(Photo-based referring expression data)
====

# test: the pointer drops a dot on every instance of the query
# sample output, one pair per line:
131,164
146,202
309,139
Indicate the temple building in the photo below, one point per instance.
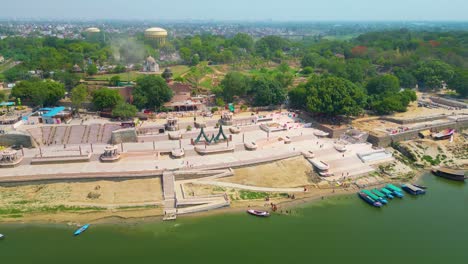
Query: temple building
155,36
150,65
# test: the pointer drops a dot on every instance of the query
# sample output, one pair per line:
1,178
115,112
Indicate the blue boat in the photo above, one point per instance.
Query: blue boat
395,190
411,189
80,230
387,193
369,200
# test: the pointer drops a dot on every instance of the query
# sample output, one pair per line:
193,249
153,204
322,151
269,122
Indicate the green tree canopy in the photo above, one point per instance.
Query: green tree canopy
105,98
234,84
329,95
431,74
79,95
266,90
459,82
114,80
38,92
151,92
91,70
383,84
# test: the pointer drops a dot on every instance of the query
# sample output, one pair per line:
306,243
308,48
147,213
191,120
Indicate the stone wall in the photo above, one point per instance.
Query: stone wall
385,141
334,132
414,120
17,138
124,135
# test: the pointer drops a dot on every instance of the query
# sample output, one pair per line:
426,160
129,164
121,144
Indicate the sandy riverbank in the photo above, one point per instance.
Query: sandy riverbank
140,200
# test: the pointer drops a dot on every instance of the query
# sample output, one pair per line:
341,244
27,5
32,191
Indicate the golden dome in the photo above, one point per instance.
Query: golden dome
92,30
155,31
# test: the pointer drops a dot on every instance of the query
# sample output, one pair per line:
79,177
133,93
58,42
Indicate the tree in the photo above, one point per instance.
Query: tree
393,102
407,79
3,96
459,82
105,98
431,74
91,70
151,92
307,70
244,41
114,81
124,110
39,92
196,74
271,46
298,97
234,84
310,60
220,102
332,96
79,94
384,84
266,90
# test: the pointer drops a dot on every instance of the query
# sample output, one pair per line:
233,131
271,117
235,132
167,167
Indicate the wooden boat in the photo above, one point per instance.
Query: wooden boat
369,200
320,164
321,133
445,134
456,175
175,136
250,145
413,190
420,186
177,153
258,213
80,230
235,130
340,147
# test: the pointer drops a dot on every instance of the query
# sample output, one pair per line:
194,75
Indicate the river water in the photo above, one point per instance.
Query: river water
426,229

====

● **Work to complete**: Leave every picture out and output the records exactly.

● **Answer space**:
# test: the pointer drops a dot on every instance of the query
# sample output, one pair per line:
131,164
146,202
309,139
Indicate the temple building in the photo below, one point per instance.
Query: temple building
155,36
150,65
# test: the pointer drops a dot on every instance of the query
# sample output, one pair per line:
1,178
115,112
Indicate the blue boat in the photo above, one point per instance.
Query: blue boat
395,190
411,189
80,230
387,193
369,200
# test: the pointer drops a dot on every instance of the query
# sample output, one pair per line:
193,249
153,204
322,151
269,122
Indicate the green tree canopy in the photo above, one point per instance.
Query: green tree canopy
105,98
234,84
329,95
431,74
79,95
266,90
459,82
114,80
38,92
151,92
91,70
383,84
# test: the pointer drops a dot on every instance of the query
# sample output, one pair per line:
306,243
308,48
147,213
191,120
Indicate the stone wall in the photo above, one point per instance.
Query: stone wall
385,141
334,132
414,120
17,138
124,135
# test: the pointer drops a dot on every instance of the query
# sample output, one pair per line:
426,160
129,164
121,144
Indicate the sandy riverbank in the photo above, one point per instance.
Query: sandy riverbank
140,200
# test: the pointer drops a dot on every instance of the query
# sample output, one pair per line:
341,244
27,5
32,191
Indicate the golden dome in the photo above, one point per instance.
Query: golden dome
92,30
155,31
# test: the pointer drops a dot on every instance of the query
# sample output, one pair per line:
79,177
133,93
58,42
Indicate the tree in the photo above, one point per instance.
Query: tree
393,102
407,79
3,96
459,82
105,98
431,74
91,70
151,92
307,70
244,41
114,81
124,110
39,92
196,74
271,46
298,97
234,84
310,60
220,102
332,96
79,94
384,84
266,90
# test: the pointer drops a dot on every instance of the query
# sample output, one pair per line:
233,131
271,117
235,132
167,167
Indicate the wooden boat in the photo above, one point per instance.
Query: wooden boat
369,200
320,164
321,133
445,134
456,175
175,136
250,145
413,190
420,186
177,153
258,213
80,230
235,130
340,147
# test: the pointer drops a dot on every instance of the query
# sample output, one pair per line:
194,75
Indicate the river water in the photo above, one point per instance.
Query: river water
426,229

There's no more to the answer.